Task data:

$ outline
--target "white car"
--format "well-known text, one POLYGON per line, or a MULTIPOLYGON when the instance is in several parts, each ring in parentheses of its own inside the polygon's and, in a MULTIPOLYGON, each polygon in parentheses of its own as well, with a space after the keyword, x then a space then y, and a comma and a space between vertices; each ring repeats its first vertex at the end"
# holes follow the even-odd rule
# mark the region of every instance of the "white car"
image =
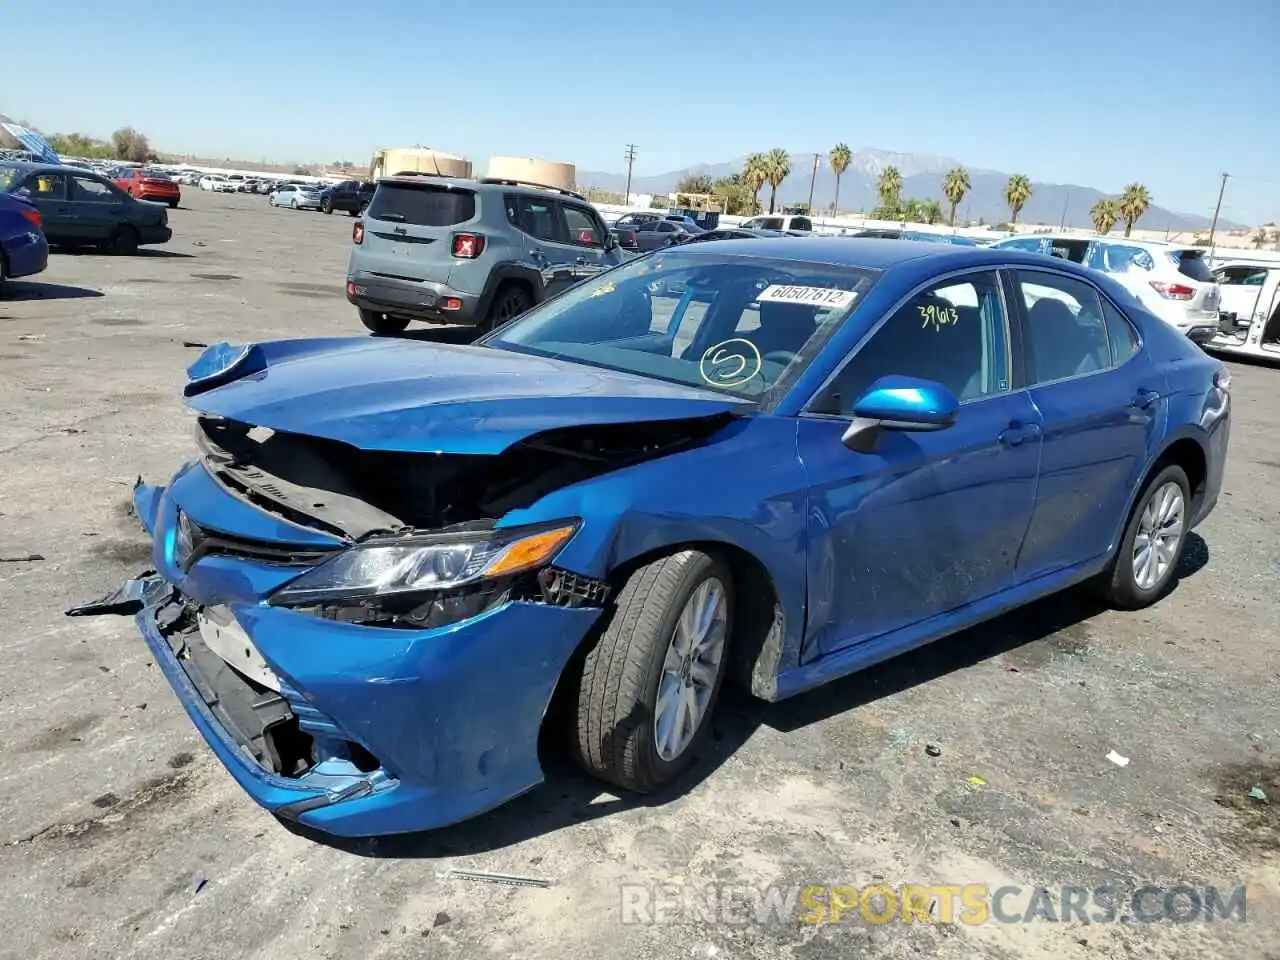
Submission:
POLYGON ((219 177, 214 174, 200 178, 200 189, 208 190, 212 193, 234 193, 236 188, 231 185, 226 177, 219 177))
POLYGON ((1218 284, 1197 247, 1066 233, 1010 237, 991 247, 1043 253, 1105 273, 1197 343, 1218 333, 1218 284))
POLYGON ((740 230, 799 230, 801 233, 813 232, 813 221, 808 217, 783 216, 766 213, 762 217, 752 217, 738 224, 740 230))
POLYGON ((1280 360, 1280 263, 1228 260, 1213 270, 1221 291, 1215 353, 1280 360))
POLYGON ((267 203, 291 210, 319 210, 320 190, 309 184, 286 183, 267 195, 267 203))

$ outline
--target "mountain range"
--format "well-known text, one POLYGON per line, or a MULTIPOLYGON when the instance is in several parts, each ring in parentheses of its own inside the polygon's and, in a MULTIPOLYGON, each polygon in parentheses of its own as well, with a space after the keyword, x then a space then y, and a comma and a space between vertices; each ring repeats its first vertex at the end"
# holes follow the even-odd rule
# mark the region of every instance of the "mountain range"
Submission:
MULTIPOLYGON (((724 163, 700 163, 683 170, 668 173, 635 175, 631 178, 632 193, 667 194, 688 176, 704 175, 712 180, 730 176, 742 169, 745 158, 724 163)), ((902 174, 902 196, 921 200, 938 200, 944 213, 949 209, 942 196, 942 178, 953 167, 964 166, 950 157, 931 154, 897 153, 891 150, 862 149, 853 154, 849 168, 840 178, 840 209, 869 211, 880 202, 876 193, 876 179, 886 167, 897 167, 902 174)), ((970 190, 956 211, 956 220, 983 220, 1001 223, 1009 219, 1009 207, 1004 202, 1004 188, 1009 174, 998 170, 981 170, 968 167, 970 190)), ((803 203, 809 199, 809 181, 813 174, 813 154, 791 154, 791 175, 778 187, 778 203, 803 203)), ((578 171, 578 183, 621 193, 626 189, 625 173, 578 171)), ((1089 209, 1108 196, 1093 187, 1071 183, 1032 182, 1033 192, 1023 207, 1018 220, 1021 223, 1058 224, 1065 220, 1068 226, 1088 227, 1092 221, 1089 209)), ((824 154, 818 164, 818 178, 813 190, 813 204, 819 210, 835 199, 836 177, 824 154)), ((767 205, 769 187, 760 191, 761 200, 767 205)), ((1202 230, 1207 229, 1210 218, 1189 213, 1176 213, 1154 204, 1138 221, 1145 230, 1202 230)), ((1221 229, 1238 229, 1241 225, 1219 220, 1221 229)))

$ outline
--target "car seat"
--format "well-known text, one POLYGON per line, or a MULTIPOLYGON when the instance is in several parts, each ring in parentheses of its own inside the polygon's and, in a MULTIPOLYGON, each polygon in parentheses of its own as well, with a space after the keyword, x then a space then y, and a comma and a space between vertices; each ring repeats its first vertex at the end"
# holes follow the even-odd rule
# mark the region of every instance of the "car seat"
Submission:
POLYGON ((1101 369, 1093 338, 1061 300, 1042 297, 1027 311, 1031 370, 1038 383, 1101 369))

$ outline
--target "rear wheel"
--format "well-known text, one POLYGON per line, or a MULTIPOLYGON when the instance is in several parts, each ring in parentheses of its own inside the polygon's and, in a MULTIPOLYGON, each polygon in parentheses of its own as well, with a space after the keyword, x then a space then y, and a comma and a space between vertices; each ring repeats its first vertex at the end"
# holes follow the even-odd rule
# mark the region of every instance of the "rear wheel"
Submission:
POLYGON ((117 257, 130 257, 138 252, 138 231, 133 227, 116 227, 111 236, 103 241, 102 252, 117 257))
POLYGON ((489 313, 484 318, 486 330, 500 327, 512 317, 518 317, 533 306, 533 297, 518 283, 504 283, 493 294, 489 313))
POLYGON ((633 572, 578 684, 579 762, 638 792, 675 780, 710 730, 728 663, 733 582, 723 560, 682 550, 633 572))
POLYGON ((372 330, 374 333, 387 336, 390 334, 402 333, 405 327, 409 326, 407 317, 393 317, 387 313, 378 313, 376 310, 360 310, 360 322, 372 330))
POLYGON ((178 201, 177 201, 177 200, 170 200, 170 201, 169 201, 169 209, 170 209, 170 210, 176 210, 177 208, 178 208, 178 201))
POLYGON ((9 279, 9 264, 4 259, 4 251, 0 250, 0 293, 4 292, 5 282, 9 279))
POLYGON ((320 201, 320 209, 323 210, 326 214, 333 213, 333 201, 330 200, 328 197, 325 197, 325 199, 320 201))
POLYGON ((1191 484, 1170 464, 1142 488, 1111 566, 1098 578, 1103 599, 1122 610, 1155 603, 1173 586, 1191 523, 1191 484))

Instructions to follow:
A bare number is all that is asked for: the count of lines above that include "target".

Reply:
4